Start of Material for this exercise

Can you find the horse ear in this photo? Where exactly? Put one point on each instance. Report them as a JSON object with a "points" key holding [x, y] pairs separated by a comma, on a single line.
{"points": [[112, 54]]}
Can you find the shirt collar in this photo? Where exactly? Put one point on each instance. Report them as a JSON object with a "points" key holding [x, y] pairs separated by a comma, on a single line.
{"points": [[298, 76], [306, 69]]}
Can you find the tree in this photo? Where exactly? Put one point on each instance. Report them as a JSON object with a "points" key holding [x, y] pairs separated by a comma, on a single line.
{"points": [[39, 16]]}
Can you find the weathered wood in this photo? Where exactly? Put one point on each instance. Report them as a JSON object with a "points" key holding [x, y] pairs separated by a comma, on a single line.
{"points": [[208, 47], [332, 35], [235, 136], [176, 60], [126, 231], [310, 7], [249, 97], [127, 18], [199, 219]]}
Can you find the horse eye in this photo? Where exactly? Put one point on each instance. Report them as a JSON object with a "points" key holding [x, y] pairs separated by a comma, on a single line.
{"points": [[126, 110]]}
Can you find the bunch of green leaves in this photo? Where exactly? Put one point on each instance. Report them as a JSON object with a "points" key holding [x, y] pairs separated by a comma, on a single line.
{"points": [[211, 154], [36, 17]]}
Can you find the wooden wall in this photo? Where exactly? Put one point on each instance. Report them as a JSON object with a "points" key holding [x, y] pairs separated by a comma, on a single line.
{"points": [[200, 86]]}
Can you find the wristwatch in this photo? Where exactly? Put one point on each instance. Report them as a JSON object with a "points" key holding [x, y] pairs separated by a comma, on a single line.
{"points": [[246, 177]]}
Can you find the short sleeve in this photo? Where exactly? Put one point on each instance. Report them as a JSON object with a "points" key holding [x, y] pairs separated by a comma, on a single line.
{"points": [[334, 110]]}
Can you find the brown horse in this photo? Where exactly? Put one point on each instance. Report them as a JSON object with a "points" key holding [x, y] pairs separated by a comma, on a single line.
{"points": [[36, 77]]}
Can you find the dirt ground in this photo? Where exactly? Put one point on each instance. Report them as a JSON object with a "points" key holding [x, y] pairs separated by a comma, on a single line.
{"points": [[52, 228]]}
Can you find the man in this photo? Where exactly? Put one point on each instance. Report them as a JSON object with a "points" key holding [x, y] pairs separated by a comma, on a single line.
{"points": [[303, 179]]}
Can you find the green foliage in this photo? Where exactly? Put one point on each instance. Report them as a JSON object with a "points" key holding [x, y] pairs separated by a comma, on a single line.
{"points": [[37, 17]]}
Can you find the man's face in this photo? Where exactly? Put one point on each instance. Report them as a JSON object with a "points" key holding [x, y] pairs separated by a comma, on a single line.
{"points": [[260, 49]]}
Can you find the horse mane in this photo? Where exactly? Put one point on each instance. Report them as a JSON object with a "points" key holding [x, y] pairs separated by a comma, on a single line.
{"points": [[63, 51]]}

End of Material for this exercise

Return each entry from the material above exactly as it appears.

Can you find the horse ear in this photo? Where exactly? Put one point on each instance. Report them as a JSON object with a "points" key holding [x, y] pairs separated by a comma, on a single line.
{"points": [[112, 54]]}
Can you find the shirt collar in this photo? Where exactly? Put one point on each instance. Report them as a JSON object with a "points" key holding [x, y] pairs separated by a comma, on a single line.
{"points": [[298, 76], [306, 69]]}
Can you find the tree in this photo? Where exactly? Put one point on each instance. Report them as a JSON object with a "points" key holding [x, y] pairs separated by a comma, on a single line.
{"points": [[39, 16]]}
Can you find the weathered wood in this photo? Where exactly? Put one point on each instance. Report them as a JSON object with a "points" key holding [x, y] pairs separated by a comma, on a single line.
{"points": [[208, 47], [332, 35], [235, 136], [176, 60], [126, 231], [310, 7], [249, 97], [127, 18], [199, 219]]}
Can you find the horse eye in this photo? Where exactly? Put one point on each instance. Report them as a JSON object with a "points" key holding [x, y] pairs separated by a comma, on a single line.
{"points": [[126, 110]]}
Can you find the bunch of green leaves in this photo? Where exactly? Put one point on each instance. Report them as a JSON object with a "points" key holding [x, y] pairs separated by a comma, on a single line.
{"points": [[211, 154], [36, 17]]}
Can you find the wooden wall in this photo? Where exactly? Put one point on each instance. Report them as a JSON object with a "points" key holding [x, y] pairs separated by a comma, on a single line.
{"points": [[200, 86]]}
Can you find the wristwatch in this photo? Where exactly? Put one point on each instance. Report them as a JSON object with a "points" key holding [x, y] pairs separated by a comma, on a single line.
{"points": [[246, 177]]}
Can you find the short sleeve in this photo? Where exactly? Put one point on each instance. Report them as a JSON object with a "points" key holding [x, y] pairs separated by a comma, on a single line.
{"points": [[334, 110]]}
Can you find the brown horse in this photo? Where exactly? Put one point on each instance. Report them as a JSON object with a "points" key holding [x, y] pairs separated by a comma, on a single line.
{"points": [[36, 77]]}
Can you find the dirt ground in this photo? Where exactly? Put one point on each instance. Report them as a JSON object with a "points" key holding [x, y] pairs separated by a comma, on a single line.
{"points": [[52, 228]]}
Can you find the man in this photo? Where exactly? Put one point on each instance. Report them as a JSON object with a "points" key holding [x, y] pairs separated by a comma, on a single line.
{"points": [[303, 179]]}
Can you find the green foliage in this photo? Where exactly? Put one point on each instance. Report them as a JSON object with a "points" key holding [x, y] pairs separated by a comma, on a single line.
{"points": [[37, 17]]}
Can you find the man's face in this photo? Where exactly? Put one point on each instance. Report them as a JSON object with a "points" key holding [x, y] pairs separated by a comma, on a single line.
{"points": [[260, 49]]}
Can you find the horse mane in this photo? Where exactly? Put one point on each instance. Report them as a JSON object with a "points" key holding [x, y] pairs separated by a comma, on a single line.
{"points": [[63, 51]]}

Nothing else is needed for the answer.